=== Begin Enclosure ===

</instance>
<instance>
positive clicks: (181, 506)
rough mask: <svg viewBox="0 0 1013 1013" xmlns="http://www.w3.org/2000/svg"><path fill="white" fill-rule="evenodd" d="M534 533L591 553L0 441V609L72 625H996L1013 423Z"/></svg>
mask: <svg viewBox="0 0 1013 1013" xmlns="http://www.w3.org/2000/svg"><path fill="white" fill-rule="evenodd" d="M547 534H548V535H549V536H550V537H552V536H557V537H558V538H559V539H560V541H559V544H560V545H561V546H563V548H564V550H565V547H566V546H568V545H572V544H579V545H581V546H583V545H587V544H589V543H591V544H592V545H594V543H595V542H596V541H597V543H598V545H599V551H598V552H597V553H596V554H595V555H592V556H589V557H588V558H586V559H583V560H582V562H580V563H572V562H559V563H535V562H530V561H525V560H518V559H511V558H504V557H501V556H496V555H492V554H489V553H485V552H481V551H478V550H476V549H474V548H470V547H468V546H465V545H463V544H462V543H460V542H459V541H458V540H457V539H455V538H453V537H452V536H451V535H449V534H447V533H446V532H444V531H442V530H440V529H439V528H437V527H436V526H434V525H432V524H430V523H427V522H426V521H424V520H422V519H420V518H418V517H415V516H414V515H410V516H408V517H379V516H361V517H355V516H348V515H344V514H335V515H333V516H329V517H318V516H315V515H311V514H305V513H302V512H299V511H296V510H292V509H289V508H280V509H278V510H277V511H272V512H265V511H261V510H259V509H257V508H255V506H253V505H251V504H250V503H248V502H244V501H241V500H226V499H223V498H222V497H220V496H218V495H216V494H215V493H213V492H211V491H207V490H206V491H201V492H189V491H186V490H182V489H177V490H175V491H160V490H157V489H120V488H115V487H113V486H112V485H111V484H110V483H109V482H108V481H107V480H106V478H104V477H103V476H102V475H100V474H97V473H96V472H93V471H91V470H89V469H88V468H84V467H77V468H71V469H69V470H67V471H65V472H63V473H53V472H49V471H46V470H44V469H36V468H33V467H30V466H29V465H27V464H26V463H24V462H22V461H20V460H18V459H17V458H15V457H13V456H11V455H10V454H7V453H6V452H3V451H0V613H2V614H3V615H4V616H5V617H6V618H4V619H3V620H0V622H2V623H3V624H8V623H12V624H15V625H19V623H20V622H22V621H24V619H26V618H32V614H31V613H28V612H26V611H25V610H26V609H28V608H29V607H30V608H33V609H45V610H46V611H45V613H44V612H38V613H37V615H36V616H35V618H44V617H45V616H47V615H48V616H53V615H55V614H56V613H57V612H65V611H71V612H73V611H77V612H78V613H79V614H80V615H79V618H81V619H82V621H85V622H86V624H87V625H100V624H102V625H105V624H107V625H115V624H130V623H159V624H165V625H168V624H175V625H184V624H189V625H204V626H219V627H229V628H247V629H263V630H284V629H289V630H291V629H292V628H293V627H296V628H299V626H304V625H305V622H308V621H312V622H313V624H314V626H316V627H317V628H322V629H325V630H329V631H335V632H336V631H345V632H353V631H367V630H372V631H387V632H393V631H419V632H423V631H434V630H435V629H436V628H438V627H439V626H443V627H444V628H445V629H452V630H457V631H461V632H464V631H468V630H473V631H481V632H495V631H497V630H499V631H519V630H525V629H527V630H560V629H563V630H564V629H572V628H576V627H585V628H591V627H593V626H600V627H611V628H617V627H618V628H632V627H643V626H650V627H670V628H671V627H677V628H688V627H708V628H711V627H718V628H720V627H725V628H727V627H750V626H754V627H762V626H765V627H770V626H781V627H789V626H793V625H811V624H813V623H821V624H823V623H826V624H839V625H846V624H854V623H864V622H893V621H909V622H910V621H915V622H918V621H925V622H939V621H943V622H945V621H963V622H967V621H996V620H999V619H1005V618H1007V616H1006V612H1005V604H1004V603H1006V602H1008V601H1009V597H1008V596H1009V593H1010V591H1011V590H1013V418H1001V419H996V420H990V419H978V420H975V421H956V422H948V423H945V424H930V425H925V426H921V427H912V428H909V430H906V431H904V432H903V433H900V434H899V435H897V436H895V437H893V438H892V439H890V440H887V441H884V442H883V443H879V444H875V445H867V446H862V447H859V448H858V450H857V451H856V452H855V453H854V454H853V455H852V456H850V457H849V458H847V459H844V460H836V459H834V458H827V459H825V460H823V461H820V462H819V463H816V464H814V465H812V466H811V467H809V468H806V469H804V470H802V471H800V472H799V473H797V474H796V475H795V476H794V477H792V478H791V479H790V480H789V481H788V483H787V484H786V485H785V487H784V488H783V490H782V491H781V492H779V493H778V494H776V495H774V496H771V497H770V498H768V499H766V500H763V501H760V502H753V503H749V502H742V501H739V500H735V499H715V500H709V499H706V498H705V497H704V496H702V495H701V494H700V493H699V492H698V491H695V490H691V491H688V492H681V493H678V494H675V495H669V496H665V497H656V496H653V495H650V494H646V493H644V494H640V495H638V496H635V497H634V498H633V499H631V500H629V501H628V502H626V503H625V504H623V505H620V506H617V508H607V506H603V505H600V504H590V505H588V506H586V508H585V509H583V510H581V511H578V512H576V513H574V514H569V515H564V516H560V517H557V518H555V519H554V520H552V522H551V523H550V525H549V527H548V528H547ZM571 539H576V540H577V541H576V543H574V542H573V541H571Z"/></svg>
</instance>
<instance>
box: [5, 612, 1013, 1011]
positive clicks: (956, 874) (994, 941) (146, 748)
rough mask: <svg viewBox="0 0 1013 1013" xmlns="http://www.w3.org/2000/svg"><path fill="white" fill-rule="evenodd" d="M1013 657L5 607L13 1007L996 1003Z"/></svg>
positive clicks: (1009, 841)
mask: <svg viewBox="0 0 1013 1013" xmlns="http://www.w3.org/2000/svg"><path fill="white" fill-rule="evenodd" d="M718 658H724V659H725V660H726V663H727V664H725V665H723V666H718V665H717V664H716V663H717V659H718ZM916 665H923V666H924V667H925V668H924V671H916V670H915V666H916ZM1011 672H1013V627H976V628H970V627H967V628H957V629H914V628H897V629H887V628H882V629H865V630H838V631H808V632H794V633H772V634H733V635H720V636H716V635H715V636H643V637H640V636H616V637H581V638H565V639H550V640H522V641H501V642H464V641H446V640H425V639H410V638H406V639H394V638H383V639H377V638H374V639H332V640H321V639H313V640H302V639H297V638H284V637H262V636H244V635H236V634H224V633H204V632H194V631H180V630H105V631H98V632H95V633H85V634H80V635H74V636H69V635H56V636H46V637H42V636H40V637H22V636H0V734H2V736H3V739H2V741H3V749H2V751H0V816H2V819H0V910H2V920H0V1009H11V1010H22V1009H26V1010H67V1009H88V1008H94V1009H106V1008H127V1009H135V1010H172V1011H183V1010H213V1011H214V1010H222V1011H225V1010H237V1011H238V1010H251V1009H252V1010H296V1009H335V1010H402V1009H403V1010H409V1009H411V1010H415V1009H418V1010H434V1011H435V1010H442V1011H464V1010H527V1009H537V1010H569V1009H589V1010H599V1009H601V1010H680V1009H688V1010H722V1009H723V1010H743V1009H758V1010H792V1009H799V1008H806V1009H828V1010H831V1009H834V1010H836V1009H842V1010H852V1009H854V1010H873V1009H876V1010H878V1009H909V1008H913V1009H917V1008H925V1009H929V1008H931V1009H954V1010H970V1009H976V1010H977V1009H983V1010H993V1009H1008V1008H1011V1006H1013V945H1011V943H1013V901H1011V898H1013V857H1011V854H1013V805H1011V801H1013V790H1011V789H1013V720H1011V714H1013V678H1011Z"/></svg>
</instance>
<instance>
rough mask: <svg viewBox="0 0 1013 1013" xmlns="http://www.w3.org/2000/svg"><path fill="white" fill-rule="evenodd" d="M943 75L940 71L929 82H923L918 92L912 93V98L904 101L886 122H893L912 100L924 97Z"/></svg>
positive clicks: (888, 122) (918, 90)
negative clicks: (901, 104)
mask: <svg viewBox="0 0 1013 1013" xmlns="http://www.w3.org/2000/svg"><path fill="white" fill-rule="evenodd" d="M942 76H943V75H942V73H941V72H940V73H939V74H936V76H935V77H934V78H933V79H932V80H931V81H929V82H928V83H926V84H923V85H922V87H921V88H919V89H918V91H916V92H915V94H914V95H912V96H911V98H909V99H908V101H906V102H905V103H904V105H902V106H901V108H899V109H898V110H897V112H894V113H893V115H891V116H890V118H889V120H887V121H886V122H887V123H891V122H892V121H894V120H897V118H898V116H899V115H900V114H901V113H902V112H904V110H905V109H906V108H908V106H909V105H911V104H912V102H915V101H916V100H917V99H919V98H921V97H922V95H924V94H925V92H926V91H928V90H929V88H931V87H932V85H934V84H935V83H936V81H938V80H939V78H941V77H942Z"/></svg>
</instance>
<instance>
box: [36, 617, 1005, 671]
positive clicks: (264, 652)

=== End Enclosure ===

## HOW TO COMPLETE THIS TASK
Pull out every line of the records that contains the string "clicks", matching case exactly.

## RESPONSE
positive clicks: (181, 506)
positive clicks: (956, 874) (994, 941) (146, 748)
positive clicks: (1009, 841)
positive clicks: (888, 122) (918, 90)
negative clicks: (901, 104)
positive clicks: (264, 652)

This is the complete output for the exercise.